• _INSTRUCTIONS FOR THE TASK_: From the news story on the bills against political dynasties, copy out everything from "Drilon revives bills" down to "party to another.".

** start DOCUMENT **

Drilon revives bills against political dynasties, turncoatism
MANILA, Philippines – Senate Minority Leader Franklin Drilon has revived bills prohibiting political dynasties and strengthening the political party system by discouraging turncoatism, or jumping from one political party to another.
Senate Bill No. 11, or The Anti-Political Dynasty Act, seeks to prohibit spouses or relatives of an incumbent elective official seeking re-election to hold or run for any elective office in the same province in the same election.
“No less than the Constitution mandates the State to guarantee equal access to public service and prohibit political dynasties as may be defined by law,” Drilon said in the bill’s explanatory note, a copy of which was released to the media on Tuesday.
Dynasties and poverty
The senator noted how Congress has failed in its duty to end political dynasties, which in turn results in poverty.
“Studies have clearly established the relation between poverty and political dynasties. Most of the poorest provinces and municipalities in the country are ruled by dynastic relationship,” he said.
In the measure, no spouse, or person related within the second degree of consanguinity or affinity, whether legitimate or illegitimate, full or half blood, to an incumbent elective official seeking reelection shall be allowed to hold or run for any elective office in the same province in the same election.

** end DOCUMENT **
** start PROVIDED MATERIAL **

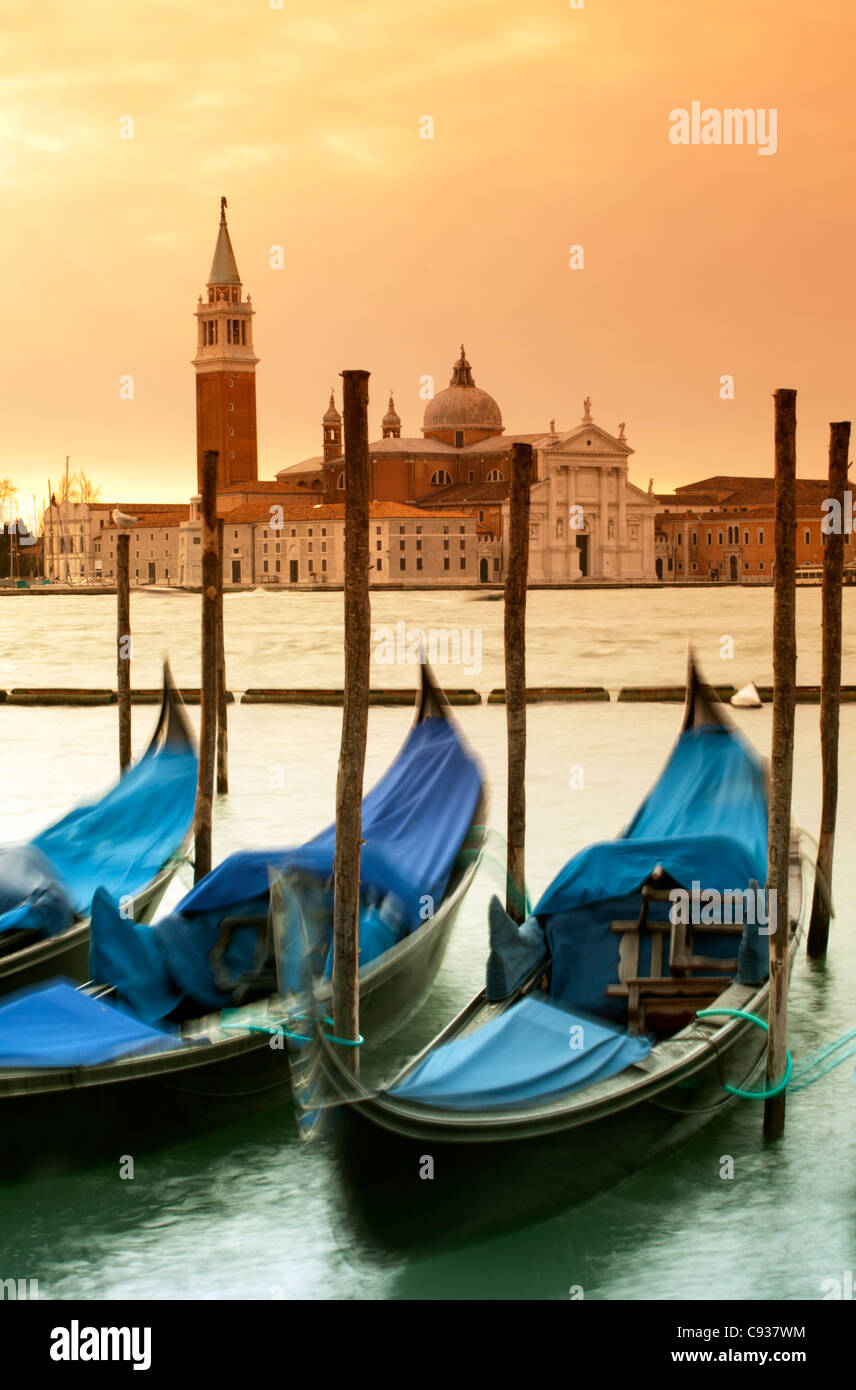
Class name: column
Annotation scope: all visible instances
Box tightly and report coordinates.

** end PROVIDED MATERIAL **

• _FULL RESPONSE_:
Drilon revives bills against political dynasties, turncoatism
MANILA, Philippines – Senate Minority Leader Franklin Drilon has revived bills prohibiting political dynasties and strengthening the political party system by discouraging turncoatism, or jumping from one political party to another.